[Data excerpts]
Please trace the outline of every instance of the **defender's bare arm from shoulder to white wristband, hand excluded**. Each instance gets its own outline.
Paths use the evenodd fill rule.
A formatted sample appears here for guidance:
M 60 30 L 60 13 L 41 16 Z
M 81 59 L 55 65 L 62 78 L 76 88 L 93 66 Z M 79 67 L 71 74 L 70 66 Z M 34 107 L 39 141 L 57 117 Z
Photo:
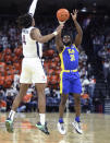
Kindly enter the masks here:
M 40 31 L 38 28 L 33 28 L 30 32 L 30 37 L 32 39 L 38 41 L 38 43 L 47 43 L 48 40 L 52 39 L 56 35 L 52 34 L 48 34 L 46 36 L 42 36 L 40 34 Z

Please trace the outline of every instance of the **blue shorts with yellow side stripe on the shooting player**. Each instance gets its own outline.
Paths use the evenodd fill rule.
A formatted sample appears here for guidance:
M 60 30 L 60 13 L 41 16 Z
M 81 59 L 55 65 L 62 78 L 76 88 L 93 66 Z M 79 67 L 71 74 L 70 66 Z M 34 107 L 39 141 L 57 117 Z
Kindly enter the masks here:
M 81 94 L 82 85 L 78 72 L 61 72 L 60 94 Z

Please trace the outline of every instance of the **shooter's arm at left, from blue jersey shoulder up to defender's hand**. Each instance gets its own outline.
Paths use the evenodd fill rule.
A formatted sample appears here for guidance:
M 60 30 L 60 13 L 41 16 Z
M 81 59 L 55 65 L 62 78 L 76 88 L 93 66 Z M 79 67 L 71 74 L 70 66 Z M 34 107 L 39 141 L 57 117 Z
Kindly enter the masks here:
M 61 33 L 59 33 L 57 36 L 56 36 L 56 45 L 57 45 L 57 49 L 59 52 L 62 51 L 63 49 L 63 43 L 62 43 L 62 38 L 61 38 Z

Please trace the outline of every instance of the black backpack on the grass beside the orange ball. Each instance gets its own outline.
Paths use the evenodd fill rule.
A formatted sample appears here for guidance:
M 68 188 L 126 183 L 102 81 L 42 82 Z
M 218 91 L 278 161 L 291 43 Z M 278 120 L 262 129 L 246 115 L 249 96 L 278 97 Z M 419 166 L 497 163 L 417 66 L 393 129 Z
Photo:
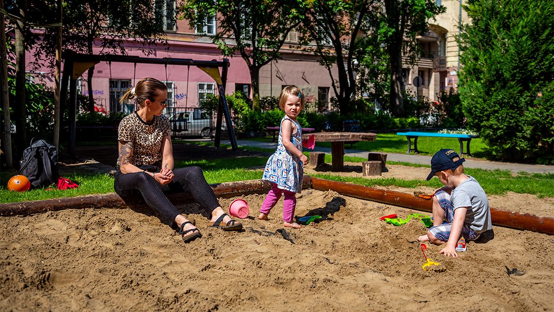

[What to do] Keep every word of the records and none of the pictures when you print them again.

[Solved exercise]
Please trace the outline of every instance of the **defender's bare arm from shoulder to white wristband, hand excluded**. Each instance gets its own outline.
Paths use the evenodd fill rule.
A formatted sample appears here for guidance:
M 60 30 L 60 13 L 41 16 Z
M 81 59 L 55 65 L 62 78 L 76 88 L 93 66 Z M 79 67 L 71 74 L 70 66 Z M 34 107 L 39 141 L 57 117 Z
Photo:
Kindly enter the masks here:
M 40 31 L 38 28 L 33 28 L 30 32 L 30 37 L 32 39 L 38 41 L 38 43 L 47 43 L 48 40 L 52 39 L 56 35 L 52 34 L 48 34 L 46 36 L 42 36 L 40 34 Z

Please trace the outline of every instance of the **blue shorts with yellow side stripe on the shooting player**. Each instance gets its own outline.
Paths use the evenodd fill rule.
A formatted sample appears here for guidance:
M 60 30 L 60 13 L 41 16 Z
M 81 59 L 55 65 L 62 78 L 76 88 L 93 66 Z M 79 67 L 71 74 L 70 66 Z M 34 107 L 39 141 L 57 117 Z
Kindly enter the masks here:
M 81 94 L 82 85 L 78 72 L 61 72 L 60 94 Z

Please trace the outline of every instance of the **shooter's arm at left, from blue jersey shoulder up to defender's hand**. Each instance gets its own outline.
Paths use the evenodd fill rule.
A formatted sample appears here for guidance:
M 60 30 L 60 13 L 41 16 Z
M 81 59 L 55 65 L 62 78 L 76 88 L 93 66 Z M 79 67 L 71 74 L 70 66 Z M 34 107 L 39 141 L 57 117 Z
Kindly enter the masks here:
M 61 33 L 59 33 L 57 36 L 56 36 L 56 45 L 57 45 L 57 49 L 59 52 L 62 51 L 63 49 L 63 43 L 62 43 L 62 38 L 61 38 Z

Please trace the outline of every instance of the black backpack on the grass beside the orange ball. Each instance gets its own outline.
Paths use the evenodd fill rule.
A formatted sample appears here for guidance:
M 68 188 L 126 183 L 102 81 L 42 82 Z
M 218 91 L 278 161 L 291 43 Z M 278 120 L 262 129 L 246 115 L 249 96 L 278 97 Z M 419 166 L 497 163 L 417 66 L 393 129 Z
Photo:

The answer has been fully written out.